__STATED TASK__.
From the line containing "If you could pick out the white motorboat" down to the last line, set down each line exactly as it is, and nothing more. Leave the pictures out.

-- START OF DATA SHOWN --

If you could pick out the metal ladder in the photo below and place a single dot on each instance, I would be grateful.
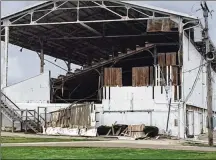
(14, 113)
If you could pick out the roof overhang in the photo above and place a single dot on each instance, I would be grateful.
(73, 30)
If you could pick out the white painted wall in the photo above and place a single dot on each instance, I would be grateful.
(146, 110)
(191, 60)
(33, 90)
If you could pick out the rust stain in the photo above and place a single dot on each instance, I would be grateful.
(140, 76)
(112, 76)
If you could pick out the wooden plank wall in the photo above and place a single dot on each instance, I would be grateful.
(170, 69)
(142, 76)
(112, 76)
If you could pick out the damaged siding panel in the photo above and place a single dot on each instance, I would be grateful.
(73, 116)
(113, 77)
(140, 76)
(156, 25)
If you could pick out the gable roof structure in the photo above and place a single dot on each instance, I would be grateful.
(72, 29)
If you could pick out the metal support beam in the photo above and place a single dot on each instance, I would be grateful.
(90, 28)
(5, 59)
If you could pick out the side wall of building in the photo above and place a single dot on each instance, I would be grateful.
(135, 105)
(194, 89)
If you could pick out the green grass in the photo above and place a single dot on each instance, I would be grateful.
(99, 153)
(5, 139)
(196, 144)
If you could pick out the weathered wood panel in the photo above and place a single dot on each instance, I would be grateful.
(154, 25)
(175, 75)
(162, 59)
(73, 116)
(112, 76)
(140, 76)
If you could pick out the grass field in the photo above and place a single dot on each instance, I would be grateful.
(99, 153)
(5, 139)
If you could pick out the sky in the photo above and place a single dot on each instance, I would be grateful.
(26, 64)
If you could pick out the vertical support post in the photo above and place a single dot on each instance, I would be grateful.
(182, 105)
(5, 58)
(45, 110)
(102, 81)
(26, 121)
(38, 118)
(13, 120)
(208, 76)
(69, 66)
(155, 65)
(21, 123)
(42, 58)
(34, 115)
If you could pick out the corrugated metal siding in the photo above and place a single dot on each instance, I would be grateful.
(156, 25)
(112, 76)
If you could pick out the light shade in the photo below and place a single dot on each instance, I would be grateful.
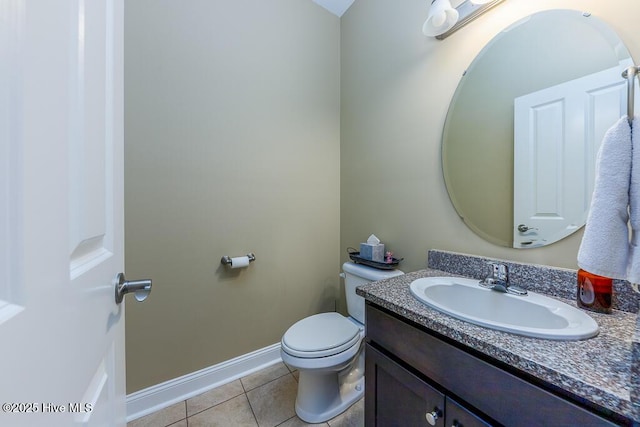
(442, 17)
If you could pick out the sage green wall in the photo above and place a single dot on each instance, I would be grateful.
(396, 89)
(231, 146)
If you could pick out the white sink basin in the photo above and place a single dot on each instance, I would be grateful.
(533, 315)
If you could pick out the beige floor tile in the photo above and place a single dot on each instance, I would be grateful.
(264, 376)
(214, 397)
(235, 412)
(352, 417)
(273, 403)
(162, 418)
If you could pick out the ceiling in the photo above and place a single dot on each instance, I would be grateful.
(337, 7)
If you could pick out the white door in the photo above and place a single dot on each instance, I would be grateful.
(61, 212)
(557, 133)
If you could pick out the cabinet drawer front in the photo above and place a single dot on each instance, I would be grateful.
(457, 415)
(506, 398)
(399, 398)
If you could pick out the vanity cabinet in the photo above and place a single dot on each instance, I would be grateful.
(415, 378)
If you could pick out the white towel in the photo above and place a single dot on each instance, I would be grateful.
(605, 244)
(633, 271)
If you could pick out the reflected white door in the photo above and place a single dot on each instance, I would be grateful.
(61, 213)
(557, 133)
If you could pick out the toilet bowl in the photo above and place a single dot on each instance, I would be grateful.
(328, 351)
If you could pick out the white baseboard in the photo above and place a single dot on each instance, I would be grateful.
(154, 398)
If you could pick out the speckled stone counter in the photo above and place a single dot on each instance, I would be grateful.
(602, 370)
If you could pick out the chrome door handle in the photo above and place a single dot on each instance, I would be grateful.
(141, 288)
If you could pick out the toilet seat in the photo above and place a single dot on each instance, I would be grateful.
(320, 335)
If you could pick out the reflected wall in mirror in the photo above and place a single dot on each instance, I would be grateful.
(525, 123)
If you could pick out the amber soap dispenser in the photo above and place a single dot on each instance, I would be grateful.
(594, 292)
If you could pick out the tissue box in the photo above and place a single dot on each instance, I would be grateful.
(372, 252)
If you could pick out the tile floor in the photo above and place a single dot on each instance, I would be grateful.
(263, 399)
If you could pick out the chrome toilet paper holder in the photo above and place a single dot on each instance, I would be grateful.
(226, 260)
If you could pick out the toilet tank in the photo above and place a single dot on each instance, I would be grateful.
(356, 275)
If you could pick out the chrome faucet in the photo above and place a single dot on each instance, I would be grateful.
(498, 280)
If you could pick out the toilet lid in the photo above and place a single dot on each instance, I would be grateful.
(322, 334)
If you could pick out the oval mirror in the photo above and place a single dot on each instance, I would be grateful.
(525, 123)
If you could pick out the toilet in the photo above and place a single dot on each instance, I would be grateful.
(328, 351)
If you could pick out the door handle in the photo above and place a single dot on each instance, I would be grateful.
(140, 288)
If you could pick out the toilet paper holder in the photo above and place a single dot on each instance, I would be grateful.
(226, 260)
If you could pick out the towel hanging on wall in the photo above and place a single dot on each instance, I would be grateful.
(633, 269)
(605, 244)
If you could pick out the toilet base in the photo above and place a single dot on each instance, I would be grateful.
(324, 403)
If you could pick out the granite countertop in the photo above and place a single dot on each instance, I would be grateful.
(599, 369)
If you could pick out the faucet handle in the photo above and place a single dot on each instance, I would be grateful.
(499, 271)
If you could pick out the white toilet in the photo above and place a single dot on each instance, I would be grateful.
(328, 351)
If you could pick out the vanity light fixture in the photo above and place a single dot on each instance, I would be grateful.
(443, 19)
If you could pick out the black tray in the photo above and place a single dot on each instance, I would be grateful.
(355, 257)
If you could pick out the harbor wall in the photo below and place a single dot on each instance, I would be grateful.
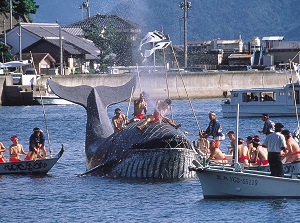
(195, 85)
(175, 86)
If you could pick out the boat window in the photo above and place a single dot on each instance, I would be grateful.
(250, 96)
(268, 96)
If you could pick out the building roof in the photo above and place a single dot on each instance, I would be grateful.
(37, 57)
(273, 38)
(239, 56)
(71, 43)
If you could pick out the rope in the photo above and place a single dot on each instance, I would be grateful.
(44, 112)
(193, 110)
(167, 83)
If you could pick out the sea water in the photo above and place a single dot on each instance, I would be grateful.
(63, 196)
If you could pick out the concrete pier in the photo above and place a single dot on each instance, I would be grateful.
(161, 85)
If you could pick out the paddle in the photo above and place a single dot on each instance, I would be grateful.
(97, 167)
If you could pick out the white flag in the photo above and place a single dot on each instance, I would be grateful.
(158, 46)
(297, 69)
(19, 63)
(152, 37)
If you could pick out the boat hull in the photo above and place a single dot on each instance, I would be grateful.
(40, 166)
(226, 183)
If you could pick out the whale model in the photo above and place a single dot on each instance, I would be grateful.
(158, 152)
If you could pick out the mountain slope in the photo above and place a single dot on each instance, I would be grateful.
(207, 19)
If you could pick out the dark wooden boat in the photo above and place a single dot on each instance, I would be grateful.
(39, 166)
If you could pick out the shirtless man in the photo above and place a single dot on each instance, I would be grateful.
(15, 150)
(243, 152)
(140, 108)
(160, 111)
(215, 153)
(292, 153)
(119, 120)
(36, 145)
(2, 150)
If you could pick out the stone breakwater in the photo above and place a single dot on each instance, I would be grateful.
(195, 85)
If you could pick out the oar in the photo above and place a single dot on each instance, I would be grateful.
(96, 168)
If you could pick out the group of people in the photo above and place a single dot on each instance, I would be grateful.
(140, 110)
(278, 147)
(36, 148)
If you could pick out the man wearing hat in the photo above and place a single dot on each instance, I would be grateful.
(275, 142)
(36, 145)
(214, 129)
(119, 120)
(15, 150)
(268, 126)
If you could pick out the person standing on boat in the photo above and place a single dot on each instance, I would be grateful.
(119, 120)
(268, 126)
(292, 153)
(161, 109)
(214, 129)
(140, 108)
(36, 145)
(15, 150)
(275, 142)
(2, 150)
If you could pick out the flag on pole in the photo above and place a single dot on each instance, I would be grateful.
(158, 46)
(19, 63)
(152, 37)
(297, 69)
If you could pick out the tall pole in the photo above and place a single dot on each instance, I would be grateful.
(185, 32)
(185, 6)
(61, 64)
(10, 11)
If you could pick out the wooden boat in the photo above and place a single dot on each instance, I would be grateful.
(229, 182)
(253, 102)
(51, 99)
(288, 168)
(40, 166)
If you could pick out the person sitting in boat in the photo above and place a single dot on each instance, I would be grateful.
(275, 142)
(231, 136)
(269, 126)
(36, 145)
(2, 150)
(139, 108)
(292, 152)
(260, 155)
(216, 154)
(243, 152)
(119, 120)
(160, 111)
(214, 129)
(15, 150)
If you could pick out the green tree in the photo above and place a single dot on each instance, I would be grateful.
(115, 46)
(22, 7)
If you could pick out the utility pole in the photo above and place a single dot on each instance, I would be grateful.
(10, 11)
(185, 6)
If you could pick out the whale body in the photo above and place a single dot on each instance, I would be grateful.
(158, 152)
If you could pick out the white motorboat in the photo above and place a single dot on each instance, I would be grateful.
(229, 182)
(51, 99)
(253, 102)
(237, 182)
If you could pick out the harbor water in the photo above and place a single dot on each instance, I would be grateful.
(63, 196)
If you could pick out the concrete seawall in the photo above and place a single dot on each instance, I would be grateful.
(204, 85)
(195, 85)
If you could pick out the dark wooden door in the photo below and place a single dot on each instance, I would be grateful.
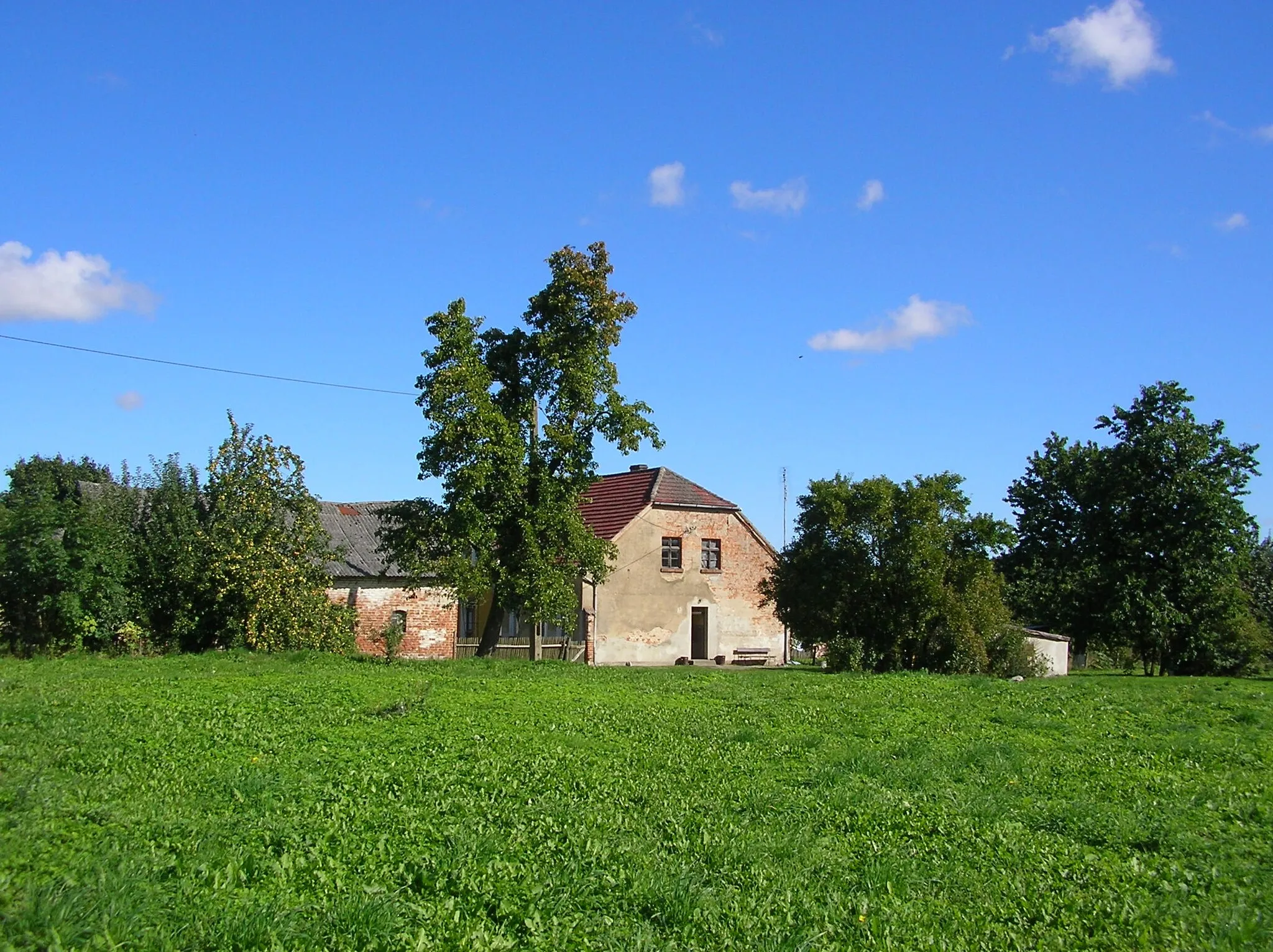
(698, 633)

-- END OF DATA SHOWN --

__WRITTEN SOLUTION__.
If you could pick out the white motorboat in the photo above and place a single dot on each instance, I would be grateful.
(229, 182)
(51, 99)
(253, 102)
(237, 182)
If you could pick out the harbor water in the photo above and place a single dot on each instance, I would be grateful.
(63, 196)
If you could pick out the concrete seawall in the photo above and place a single dot on each instance, I would be grateful.
(204, 85)
(195, 85)
If you could pick out the dark wooden door in the photo below and place a single dot on each instance, I would be grateful.
(698, 633)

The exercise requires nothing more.